▶ **AIM**
Copy every line of the items below word for word, leaving out the pictures.

....

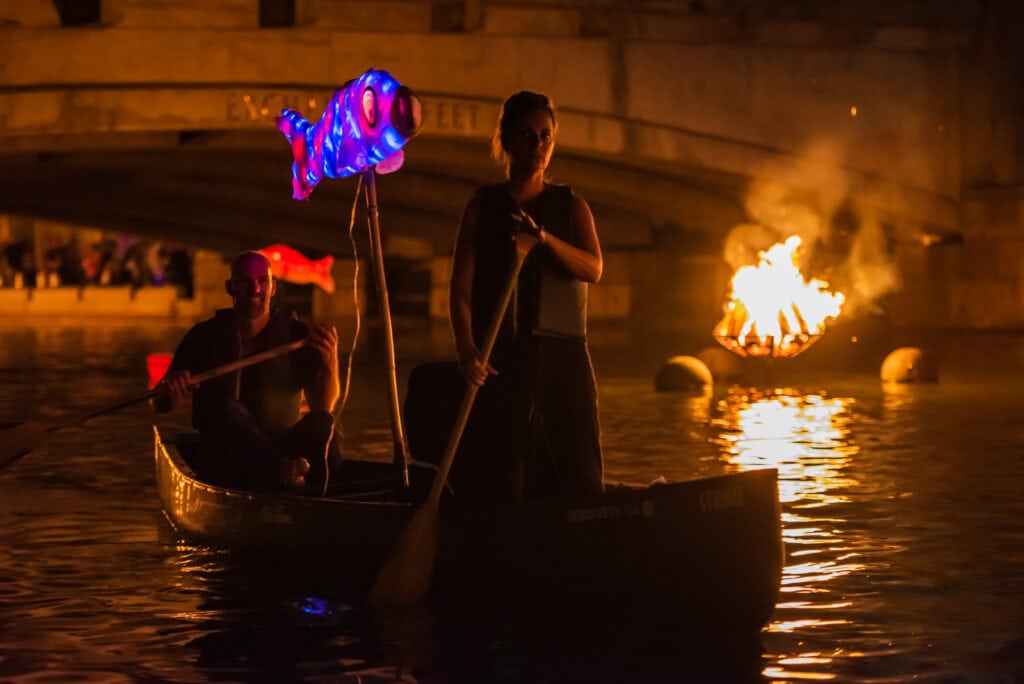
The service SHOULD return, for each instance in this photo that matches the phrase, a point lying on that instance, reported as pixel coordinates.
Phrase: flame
(772, 309)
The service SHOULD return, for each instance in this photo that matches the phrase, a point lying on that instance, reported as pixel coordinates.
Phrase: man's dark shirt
(270, 390)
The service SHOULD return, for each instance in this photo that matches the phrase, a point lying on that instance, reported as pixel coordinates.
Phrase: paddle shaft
(197, 379)
(406, 575)
(401, 457)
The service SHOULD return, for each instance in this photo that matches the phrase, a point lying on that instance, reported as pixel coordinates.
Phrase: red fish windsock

....

▶ **TASK OUTPUT**
The service SHOULD return, for each instance in this photo that matches the phrase, a point lying on that instance, reported as pixel coordinates.
Phrase: flame
(772, 309)
The service SHOULD return, for each instance in this photo that matches the phrase, a point lying on that instance, reported as pixel coordinates.
Phrase: man's dark shirt
(270, 390)
The service SHOULD return, for each instance in this photo that matches the phrase, a point lying on that instance, reported as pixel coordinates.
Phrase: paddle shaft
(197, 379)
(406, 575)
(401, 457)
The service SHOULD return, for each instance in this photo that matches the phrase, a point lying on that instance, reported as pixel coordinates.
Phrase: red fish windsock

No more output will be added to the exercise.